*Exercise instructions*:
Every entry must be given again exactly as it is written.

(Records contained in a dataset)
—————
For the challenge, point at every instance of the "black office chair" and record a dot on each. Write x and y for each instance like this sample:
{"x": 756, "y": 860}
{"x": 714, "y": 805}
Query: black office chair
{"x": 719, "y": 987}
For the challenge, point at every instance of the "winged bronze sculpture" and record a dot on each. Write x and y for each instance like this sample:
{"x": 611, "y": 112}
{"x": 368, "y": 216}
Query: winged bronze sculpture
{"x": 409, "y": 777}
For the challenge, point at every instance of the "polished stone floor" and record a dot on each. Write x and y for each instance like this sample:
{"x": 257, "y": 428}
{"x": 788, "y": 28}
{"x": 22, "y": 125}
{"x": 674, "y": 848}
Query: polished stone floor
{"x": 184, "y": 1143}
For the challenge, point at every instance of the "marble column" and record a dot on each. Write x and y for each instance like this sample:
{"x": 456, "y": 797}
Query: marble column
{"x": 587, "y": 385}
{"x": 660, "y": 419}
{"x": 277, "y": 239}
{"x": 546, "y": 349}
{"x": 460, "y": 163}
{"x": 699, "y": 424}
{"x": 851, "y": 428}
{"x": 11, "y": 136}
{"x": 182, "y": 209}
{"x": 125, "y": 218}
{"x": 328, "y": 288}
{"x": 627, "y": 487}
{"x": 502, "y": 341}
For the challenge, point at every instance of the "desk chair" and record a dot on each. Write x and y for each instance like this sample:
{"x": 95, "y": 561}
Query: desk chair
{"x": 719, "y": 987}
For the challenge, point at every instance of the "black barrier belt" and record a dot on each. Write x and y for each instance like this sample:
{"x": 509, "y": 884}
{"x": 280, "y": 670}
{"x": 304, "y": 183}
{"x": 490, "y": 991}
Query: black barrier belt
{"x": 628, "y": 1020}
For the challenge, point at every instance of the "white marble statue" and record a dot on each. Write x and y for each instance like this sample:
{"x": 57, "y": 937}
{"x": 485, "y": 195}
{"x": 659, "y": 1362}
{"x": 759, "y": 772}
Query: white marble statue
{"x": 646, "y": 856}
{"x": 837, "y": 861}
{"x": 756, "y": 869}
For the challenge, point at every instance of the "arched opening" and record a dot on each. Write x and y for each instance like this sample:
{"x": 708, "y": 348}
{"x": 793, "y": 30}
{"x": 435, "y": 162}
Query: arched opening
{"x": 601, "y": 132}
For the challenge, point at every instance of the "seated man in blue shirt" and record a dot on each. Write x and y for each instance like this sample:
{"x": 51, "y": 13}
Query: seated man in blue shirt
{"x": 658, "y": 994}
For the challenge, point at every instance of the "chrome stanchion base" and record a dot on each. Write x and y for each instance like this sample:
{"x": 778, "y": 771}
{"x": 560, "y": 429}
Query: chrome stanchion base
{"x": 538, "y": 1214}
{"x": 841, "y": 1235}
—————
*Result*:
For the challenge, point at every instance of the "black office chair" and record a dot on each. Write x and y for each instance like this sample:
{"x": 756, "y": 860}
{"x": 714, "y": 805}
Query: black office chair
{"x": 719, "y": 987}
For the challenge, point at every instance of the "winged bronze sculpture" and record a dot on each. Write x and y for each instance like this sample:
{"x": 611, "y": 112}
{"x": 368, "y": 216}
Query: winged bronze sculpture
{"x": 409, "y": 777}
For the challenge, point at every instance of the "polished stone floor" and record a dot on each. Write x and y for each instance like this sample:
{"x": 257, "y": 428}
{"x": 788, "y": 28}
{"x": 22, "y": 125}
{"x": 674, "y": 848}
Query: polished stone floor
{"x": 184, "y": 1143}
For the challenge, point at every instance of the "marble column" and record a dot on each. Write x and y for each instance like this sample:
{"x": 456, "y": 797}
Query: marble column
{"x": 587, "y": 385}
{"x": 660, "y": 419}
{"x": 277, "y": 239}
{"x": 546, "y": 349}
{"x": 460, "y": 163}
{"x": 699, "y": 424}
{"x": 851, "y": 428}
{"x": 11, "y": 136}
{"x": 182, "y": 209}
{"x": 125, "y": 218}
{"x": 328, "y": 288}
{"x": 627, "y": 487}
{"x": 502, "y": 341}
For the challenge, point at every instance of the "desk chair" and record a dot on each. Write x and y for each instance like this sample:
{"x": 95, "y": 561}
Query: desk chair
{"x": 719, "y": 987}
For the challenge, point at every instance of the "black barrier belt" and record a dot on each. Write x and y for each instance like this sample:
{"x": 509, "y": 884}
{"x": 280, "y": 670}
{"x": 304, "y": 183}
{"x": 490, "y": 991}
Query: black barrier belt
{"x": 628, "y": 1020}
For the challenge, point at every instance of the "white marble statue" and record a dot on each. Write x and y for each instance like this sample:
{"x": 57, "y": 937}
{"x": 485, "y": 195}
{"x": 659, "y": 1362}
{"x": 759, "y": 772}
Query: white marble statue
{"x": 646, "y": 856}
{"x": 837, "y": 861}
{"x": 756, "y": 869}
For the challenge, point at every instance of the "arched opening" and record a dot on each. Write x and y for each instance like this sample:
{"x": 708, "y": 348}
{"x": 793, "y": 30}
{"x": 435, "y": 162}
Query: arched opening
{"x": 601, "y": 132}
For the challenge, point at every instance of the "seated man in blue shirt" and record a dot on each. Write x and y for each instance like this sample:
{"x": 51, "y": 13}
Query: seated man in blue shirt
{"x": 658, "y": 994}
For the challenge, point at every instance of the "chrome stanchion base" and record a dot on each. Write x and y for each instance like this sample:
{"x": 778, "y": 771}
{"x": 560, "y": 429}
Query: chrome stanchion base
{"x": 538, "y": 1214}
{"x": 841, "y": 1235}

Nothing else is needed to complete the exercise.